> _DOCUMENT EXTRACT_

Re: SPIP: Burst-aware memoryOverhead allocation algorithm for Spark@K8S

Tan Vu Wed, 31 Dec 2025 21:24:08 -0800

+1 (non-binding)

I have read through all the messages and agree with Nan that the risk
described by Vaquar is quite rare and can mostly be avoided by setting a
conservative value for the bursty factor
(at least for the K8s environment my service is running on)


On Thu, Jan 1, 2026 at 10:50 AM vaquar khan <[email protected]> wrote:

> I am changing my vote +1 to  0 (Non-binding)
> *Reason*: I support the feature goal, but I cannot vote +1 because the
> safety documentation regarding Kubelet Bug #131169(
> https://github.com/kubernetes/kubernetes/issues/131169)  was not
> included.I stand by the technical risks highlighted in the discussion
> thread.
>
> Regards,
> Viquar khan
>
> On Tue, 30 Dec 2025 at 15:26, vaquar khan <[email protected]> wrote:
>
>> HI Sean ,
>>
>> I use drafting tools to help me communicate clearly, as English is not my
>> first language .
>>
>> Since I have been part of this group since 2014, I value this community
>> highly. It doesn't feel good to be accused of wasting time after all these
>> years. I’ll make an effort to keep things shorter moving forward as i am
>> also working on same issues.
>>
>> Have you seen any issue in my proposals and if keep discussion techical
>> would help spark community.
>>
>>
>> Regards,
>> Vaquar khan
>>
>>
>> On Tue, Dec 30, 2025, 2:50 PM Sean Owen <[email protected]> wrote:
>>
>>> vaquar I think I need to ask, how much of your messages are written by
>>> an AI? It has many stylistic characteristics of this output. This is not by
>>> itself wrong.
>>> While well-formed, the replies are verbose and repetitive, and seem to
>>> be talking past the responses you receive.
>>> There are 1000s of subscribers here and I want to make sure we are
>>> spending everyone's time in good faith.

> _EXERCISE SET_
a: For each statement, say whether it agrees with the vote thread. Answer yes or no and quote the words of the thread that decide it. (i) Tan Vu casts a +1 vote that is non-binding. (ii) Vaquar khan says he has been part of the group since 2010. (iii) Sean Owen describes the replies as concise.
b: Reproduce the passage of the vote thread from "I have read" to "is running on)".

> _EXCERPTED DATA_

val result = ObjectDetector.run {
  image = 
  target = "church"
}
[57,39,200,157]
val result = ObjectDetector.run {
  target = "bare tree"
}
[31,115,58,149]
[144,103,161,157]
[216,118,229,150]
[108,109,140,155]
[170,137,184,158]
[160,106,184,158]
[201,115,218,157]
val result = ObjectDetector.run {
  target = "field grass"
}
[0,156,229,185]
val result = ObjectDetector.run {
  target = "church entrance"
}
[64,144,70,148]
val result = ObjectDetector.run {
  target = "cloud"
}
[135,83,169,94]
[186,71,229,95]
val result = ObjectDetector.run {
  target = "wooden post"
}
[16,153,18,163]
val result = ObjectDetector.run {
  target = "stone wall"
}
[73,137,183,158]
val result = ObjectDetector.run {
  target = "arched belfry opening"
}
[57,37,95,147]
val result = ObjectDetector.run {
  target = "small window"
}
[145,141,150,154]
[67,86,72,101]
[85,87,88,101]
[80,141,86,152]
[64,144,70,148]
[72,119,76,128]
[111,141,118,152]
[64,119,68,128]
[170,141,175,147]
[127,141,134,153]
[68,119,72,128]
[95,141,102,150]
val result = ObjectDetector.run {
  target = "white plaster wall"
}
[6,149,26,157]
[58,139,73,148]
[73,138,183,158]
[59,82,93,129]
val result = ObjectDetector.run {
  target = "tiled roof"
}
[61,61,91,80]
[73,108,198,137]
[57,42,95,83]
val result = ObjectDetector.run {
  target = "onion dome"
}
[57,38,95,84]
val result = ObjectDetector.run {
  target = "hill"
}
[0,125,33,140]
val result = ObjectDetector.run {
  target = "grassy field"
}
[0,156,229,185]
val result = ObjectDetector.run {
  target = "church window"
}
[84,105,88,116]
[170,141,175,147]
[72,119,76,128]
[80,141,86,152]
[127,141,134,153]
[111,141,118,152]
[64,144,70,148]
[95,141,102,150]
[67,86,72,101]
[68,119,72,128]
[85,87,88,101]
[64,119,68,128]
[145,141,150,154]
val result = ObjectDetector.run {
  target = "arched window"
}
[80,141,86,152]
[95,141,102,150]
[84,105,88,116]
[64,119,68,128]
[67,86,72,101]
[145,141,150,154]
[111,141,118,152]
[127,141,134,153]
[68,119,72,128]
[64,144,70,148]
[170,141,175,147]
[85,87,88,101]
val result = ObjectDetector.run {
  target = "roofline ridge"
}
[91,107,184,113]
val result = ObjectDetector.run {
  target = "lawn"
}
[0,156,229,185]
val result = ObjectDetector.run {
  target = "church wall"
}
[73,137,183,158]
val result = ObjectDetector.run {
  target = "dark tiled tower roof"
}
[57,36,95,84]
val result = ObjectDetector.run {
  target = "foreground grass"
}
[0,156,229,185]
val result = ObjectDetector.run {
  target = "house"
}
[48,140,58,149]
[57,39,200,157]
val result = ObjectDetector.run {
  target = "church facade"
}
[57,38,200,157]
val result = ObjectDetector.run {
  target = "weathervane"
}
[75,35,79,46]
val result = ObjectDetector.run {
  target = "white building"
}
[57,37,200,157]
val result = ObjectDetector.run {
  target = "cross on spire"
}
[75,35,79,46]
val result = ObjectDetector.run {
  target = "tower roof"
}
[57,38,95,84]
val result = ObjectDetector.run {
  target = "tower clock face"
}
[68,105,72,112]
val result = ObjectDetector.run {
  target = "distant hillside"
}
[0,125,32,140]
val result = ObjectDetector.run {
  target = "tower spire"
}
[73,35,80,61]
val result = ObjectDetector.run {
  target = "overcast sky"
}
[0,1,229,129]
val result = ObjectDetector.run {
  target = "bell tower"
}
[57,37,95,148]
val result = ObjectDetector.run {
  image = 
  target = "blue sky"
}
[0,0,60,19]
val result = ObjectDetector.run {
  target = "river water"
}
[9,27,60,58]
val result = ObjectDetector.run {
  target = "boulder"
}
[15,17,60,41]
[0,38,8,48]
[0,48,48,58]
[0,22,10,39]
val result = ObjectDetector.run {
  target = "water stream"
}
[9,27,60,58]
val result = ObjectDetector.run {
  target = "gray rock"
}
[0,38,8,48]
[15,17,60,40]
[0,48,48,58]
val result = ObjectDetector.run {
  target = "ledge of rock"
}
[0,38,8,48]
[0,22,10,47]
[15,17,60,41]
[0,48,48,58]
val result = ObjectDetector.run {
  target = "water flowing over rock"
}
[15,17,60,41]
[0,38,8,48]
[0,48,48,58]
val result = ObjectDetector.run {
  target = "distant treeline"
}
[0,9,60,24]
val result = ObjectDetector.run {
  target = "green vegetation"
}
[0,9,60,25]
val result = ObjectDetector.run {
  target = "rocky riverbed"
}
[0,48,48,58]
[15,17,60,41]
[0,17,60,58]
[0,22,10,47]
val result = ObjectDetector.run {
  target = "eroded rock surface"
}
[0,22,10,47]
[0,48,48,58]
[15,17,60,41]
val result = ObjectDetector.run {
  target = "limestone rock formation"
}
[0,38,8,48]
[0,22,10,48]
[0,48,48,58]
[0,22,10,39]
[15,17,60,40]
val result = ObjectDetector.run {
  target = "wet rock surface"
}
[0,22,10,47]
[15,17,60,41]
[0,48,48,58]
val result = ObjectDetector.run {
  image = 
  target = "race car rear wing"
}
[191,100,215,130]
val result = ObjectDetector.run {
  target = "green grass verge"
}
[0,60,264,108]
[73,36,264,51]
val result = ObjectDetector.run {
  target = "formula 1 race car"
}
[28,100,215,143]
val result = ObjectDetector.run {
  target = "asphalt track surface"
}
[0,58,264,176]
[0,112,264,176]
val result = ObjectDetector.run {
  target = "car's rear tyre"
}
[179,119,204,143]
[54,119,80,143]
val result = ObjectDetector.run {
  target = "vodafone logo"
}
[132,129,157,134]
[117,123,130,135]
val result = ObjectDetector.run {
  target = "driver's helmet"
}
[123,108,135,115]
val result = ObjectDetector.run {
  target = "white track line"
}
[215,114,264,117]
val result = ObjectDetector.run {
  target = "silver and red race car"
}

> _LIST OF SOLUTIONS_
a:
(i) Yes: "+1 (non-binding)"
(ii) No: "I have been part of this group since 2014"
(iii) No: "the replies are verbose and repetitive"

b:
I have read through all the messages and agree with Nan that the risk
described by Vaquar is quite rare and can mostly be avoided by setting a
conservative value for the bursty factor
(at least for the K8s environment my service is running on)